▶ **Given problem**: Reproduce all of the data below word for word, leaving out the pictures.

------------------------------------------------------------------------

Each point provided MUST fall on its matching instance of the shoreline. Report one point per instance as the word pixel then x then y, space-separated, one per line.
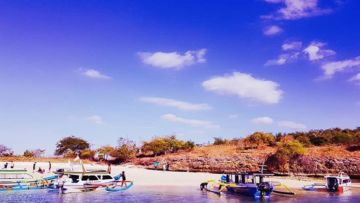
pixel 144 177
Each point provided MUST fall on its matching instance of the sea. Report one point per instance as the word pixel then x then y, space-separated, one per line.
pixel 170 194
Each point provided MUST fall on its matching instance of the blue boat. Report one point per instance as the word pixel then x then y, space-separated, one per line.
pixel 248 184
pixel 20 179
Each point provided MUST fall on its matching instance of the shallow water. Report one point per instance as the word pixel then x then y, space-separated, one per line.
pixel 166 194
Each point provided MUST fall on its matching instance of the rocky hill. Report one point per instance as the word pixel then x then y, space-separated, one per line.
pixel 231 158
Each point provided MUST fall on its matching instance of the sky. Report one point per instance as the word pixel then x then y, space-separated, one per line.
pixel 101 70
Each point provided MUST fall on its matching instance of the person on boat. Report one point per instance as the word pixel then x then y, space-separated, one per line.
pixel 123 179
pixel 109 168
pixel 40 170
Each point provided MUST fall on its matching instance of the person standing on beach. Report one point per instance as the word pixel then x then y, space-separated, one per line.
pixel 123 178
pixel 109 168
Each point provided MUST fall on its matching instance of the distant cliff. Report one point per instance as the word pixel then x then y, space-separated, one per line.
pixel 231 158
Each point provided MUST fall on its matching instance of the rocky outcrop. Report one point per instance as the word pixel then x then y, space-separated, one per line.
pixel 249 160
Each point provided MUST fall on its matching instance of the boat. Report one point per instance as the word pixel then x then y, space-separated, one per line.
pixel 81 181
pixel 333 183
pixel 20 179
pixel 119 188
pixel 213 186
pixel 338 183
pixel 249 184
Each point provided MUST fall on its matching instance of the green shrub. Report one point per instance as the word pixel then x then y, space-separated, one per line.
pixel 28 153
pixel 169 144
pixel 258 139
pixel 287 153
pixel 219 141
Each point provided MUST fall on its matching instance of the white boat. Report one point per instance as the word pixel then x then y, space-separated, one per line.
pixel 82 181
pixel 339 183
pixel 19 179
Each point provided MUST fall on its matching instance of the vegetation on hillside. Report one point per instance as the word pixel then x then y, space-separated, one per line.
pixel 71 145
pixel 168 144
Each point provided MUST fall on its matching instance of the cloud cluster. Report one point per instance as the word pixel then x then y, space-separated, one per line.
pixel 181 105
pixel 272 30
pixel 294 50
pixel 265 120
pixel 315 51
pixel 95 119
pixel 172 60
pixel 94 74
pixel 330 68
pixel 191 122
pixel 296 9
pixel 245 86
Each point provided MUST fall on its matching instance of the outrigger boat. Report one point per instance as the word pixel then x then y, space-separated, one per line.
pixel 333 183
pixel 249 184
pixel 69 181
pixel 339 183
pixel 20 179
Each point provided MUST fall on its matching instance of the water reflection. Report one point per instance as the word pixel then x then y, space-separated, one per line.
pixel 169 194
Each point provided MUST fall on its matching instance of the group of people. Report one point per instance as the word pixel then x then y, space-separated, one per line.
pixel 41 170
pixel 12 165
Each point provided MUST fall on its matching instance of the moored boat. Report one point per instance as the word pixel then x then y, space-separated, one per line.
pixel 20 179
pixel 249 184
pixel 338 183
pixel 82 181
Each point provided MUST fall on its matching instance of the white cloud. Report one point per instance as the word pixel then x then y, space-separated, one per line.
pixel 291 125
pixel 283 59
pixel 95 119
pixel 331 68
pixel 297 9
pixel 173 60
pixel 233 116
pixel 92 73
pixel 245 86
pixel 272 30
pixel 291 52
pixel 356 78
pixel 192 122
pixel 175 103
pixel 315 52
pixel 295 45
pixel 262 120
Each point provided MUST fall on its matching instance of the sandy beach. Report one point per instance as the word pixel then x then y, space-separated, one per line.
pixel 145 177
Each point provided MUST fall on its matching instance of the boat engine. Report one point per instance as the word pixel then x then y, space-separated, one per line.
pixel 265 187
pixel 332 184
pixel 203 186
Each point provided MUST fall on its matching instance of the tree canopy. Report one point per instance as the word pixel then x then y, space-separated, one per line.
pixel 71 144
pixel 5 151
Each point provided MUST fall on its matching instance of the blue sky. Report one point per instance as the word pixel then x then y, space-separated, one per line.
pixel 108 69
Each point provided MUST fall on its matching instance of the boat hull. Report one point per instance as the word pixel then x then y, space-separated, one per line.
pixel 250 190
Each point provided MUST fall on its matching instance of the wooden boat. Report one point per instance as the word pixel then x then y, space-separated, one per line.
pixel 249 184
pixel 213 186
pixel 20 179
pixel 118 188
pixel 333 183
pixel 82 181
pixel 338 183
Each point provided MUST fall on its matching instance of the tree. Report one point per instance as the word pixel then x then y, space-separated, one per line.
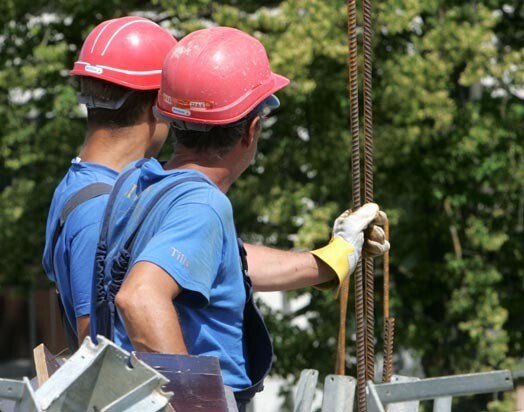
pixel 448 100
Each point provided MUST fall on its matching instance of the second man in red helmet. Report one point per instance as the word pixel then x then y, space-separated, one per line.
pixel 186 287
pixel 119 70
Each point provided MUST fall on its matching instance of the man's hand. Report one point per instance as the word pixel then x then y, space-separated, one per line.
pixel 353 233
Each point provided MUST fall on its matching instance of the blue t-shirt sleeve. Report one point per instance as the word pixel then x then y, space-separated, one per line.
pixel 189 247
pixel 83 250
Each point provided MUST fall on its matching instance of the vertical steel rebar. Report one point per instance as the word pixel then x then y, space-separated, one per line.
pixel 368 184
pixel 389 323
pixel 355 168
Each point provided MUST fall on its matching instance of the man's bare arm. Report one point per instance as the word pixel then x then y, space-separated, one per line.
pixel 273 269
pixel 145 302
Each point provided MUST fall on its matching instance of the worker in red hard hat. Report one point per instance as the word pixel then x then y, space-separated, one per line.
pixel 186 287
pixel 119 70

------------------------------------------------------------------------

▶ **The answer**:
Each point provided MUST fall on its matching instance of the shoreline. Report one point per instance as the word pixel then x then y, space-separated, one per line.
pixel 144 177
Each point provided MUST fall on its matching instance of the sea. Report one point per instance as the word pixel then x then y, space-separated, one per line.
pixel 170 194
Each point provided MUST fall on its matching instance of the blue boat. Report one point per instance as the word pixel then x then y, space-separated, one per line.
pixel 248 184
pixel 20 179
Each point provided MUST fall on its matching instance of the shallow water. Report one point per instance as the word pixel then x then y, space-separated, one per line.
pixel 166 194
Each point provided MUST fall on its matching instance of the rocky hill. Report one point per instance as the word pixel then x then y, space-separated, one per line.
pixel 231 158
Each point provided MUST fall on its matching instance of the sky. Report one point per instance as the word pixel then x then y, space-separated, one per line.
pixel 101 70
Each point provided MUST fall on its matching instance of the person on boat. Report one point per instance as the word pixel then x then y, space-separated, one per line.
pixel 123 179
pixel 109 168
pixel 40 170
Each point provided MUST fall on its matching instance of the person standing on beach. Report one point per instance as the word pixel then x then y, space-separated, one per line.
pixel 123 178
pixel 109 168
Each point provided MUST fall on its matching instance of the distant cliff. Report one point per instance as the word pixel then x then y, space-separated, one per line.
pixel 231 158
Each point provided MUST fall on its matching instance of the rocky outcrop. Report one point per instance as the word pixel then x then y, space-separated, one per line.
pixel 249 160
Each point provided MUST fall on its matching instance of the boat. Report one point per instance as the word pixel then x then y, space-separated, one per line.
pixel 81 181
pixel 333 183
pixel 20 179
pixel 119 188
pixel 213 186
pixel 338 183
pixel 249 184
Each point provided MUST fall on its matching instance of the green shrub. Report one point per instance as the word pixel then x then y, space-separated, one per line.
pixel 28 153
pixel 169 144
pixel 258 139
pixel 287 153
pixel 219 141
Each point provided MUST fall on its matching instance of the white boat. Report one point per instance as the word pixel then x then y, space-separated, one per line.
pixel 82 181
pixel 339 183
pixel 19 179
Each point provided MUST fall on its matching instance of the vegetation on hillside. Report one point per instance as the word pixel then x then y, space-separated, one per line.
pixel 71 145
pixel 168 144
Each point provided MUST fall on its matching instance of the cloud cluster. Report one point per instance as the word pixel then x then y, space-separated, one per line.
pixel 181 105
pixel 272 30
pixel 294 50
pixel 265 120
pixel 315 51
pixel 95 119
pixel 172 60
pixel 94 74
pixel 330 68
pixel 191 122
pixel 296 9
pixel 245 86
Each point provided MUST fall on its matching instance of the outrigger boat. Report one point per instance as the word pixel then x then y, space-separated, one per line.
pixel 333 183
pixel 249 184
pixel 69 181
pixel 339 183
pixel 20 179
Each point provided MUST fall on its matching instance of the water reflection. Report one point per instance as the word pixel then x then y, space-separated, one per line.
pixel 169 194
Each point provided MUST fall on its matching instance of the group of people. Report one point per instance as the word pixel then x then y, space-separated, one per line.
pixel 41 170
pixel 12 165
Each point provided MUST fall on its matching instance of the moored boat. Report one point per instance as the word pixel then x then y, space-separated, one per line.
pixel 20 179
pixel 249 184
pixel 338 183
pixel 82 181
Each point provided MUST fall on its matching instance of the white cloud. Report one point per instance as the word pixel then x then y, space-separated, one per line.
pixel 291 125
pixel 283 59
pixel 95 119
pixel 331 68
pixel 297 9
pixel 173 60
pixel 233 116
pixel 92 73
pixel 245 86
pixel 272 30
pixel 291 52
pixel 356 78
pixel 192 122
pixel 175 103
pixel 315 52
pixel 295 45
pixel 262 120
Each point provided MUST fall on its matching instance of the sandy beach. Report one point per instance as the word pixel then x then y, space-separated, one per line.
pixel 145 177
Each point provided MUST fall on its matching instance of the boat engine. Report one point per instance as the word pixel then x then y, space-separated, one per line.
pixel 265 187
pixel 332 184
pixel 203 186
Each point provided MUST fall on its matching instance of the tree canopy. Report one point per instance as the word pixel then x then y, space-separated, one per line.
pixel 71 144
pixel 5 151
Each point provided MUST fall on its matching instance of the blue sky. Report one point per instance as the word pixel then x then y, space-separated, one per line.
pixel 108 69
Each point provided MUST fall on its matching instance of the boat hull. Report one point per instance as the word pixel then x then y, space-separated, one per line.
pixel 250 190
Each point provided MUST fall on its matching instance of the wooden boat. Report one point per instance as the word pixel then x then y, space-separated, one per line.
pixel 249 184
pixel 213 186
pixel 20 179
pixel 118 188
pixel 333 183
pixel 82 181
pixel 338 183
Each point provided MUST fall on its matching instance of the tree. Report one point per instance as the word pixel then x then y, space-separated, one per line.
pixel 448 100
Each point provided MUST fall on its matching instance of the second man in red helmet. Report one point per instance as the word pixel then x then y, space-separated, one per line.
pixel 186 287
pixel 119 70
Each point provided MUST fall on its matching instance of the man's hand. Report one point per instance as the word pixel then x then y, space-separated, one per line.
pixel 353 233
Each point provided MUST fall on its matching instance of the blue t-shirt sleeve. Report one point per instance as the word pixel then x then y, space-separated, one per line.
pixel 189 247
pixel 83 250
Each point provided MUST fall on its matching instance of the vertical steel rebar. Report one point per instance as the word pixel then x then y, space-separated, one per line.
pixel 368 184
pixel 389 323
pixel 355 168
Each point provided MUST fall on its matching instance of the man's bare arm. Report one point per instance as the word pixel then x then y, space-separated, one per line.
pixel 273 269
pixel 145 302
Each point provided MUST fall on its matching instance of the worker in red hard hat. Report one point per instance as the word pixel then x then y, space-separated, one per line.
pixel 186 287
pixel 119 70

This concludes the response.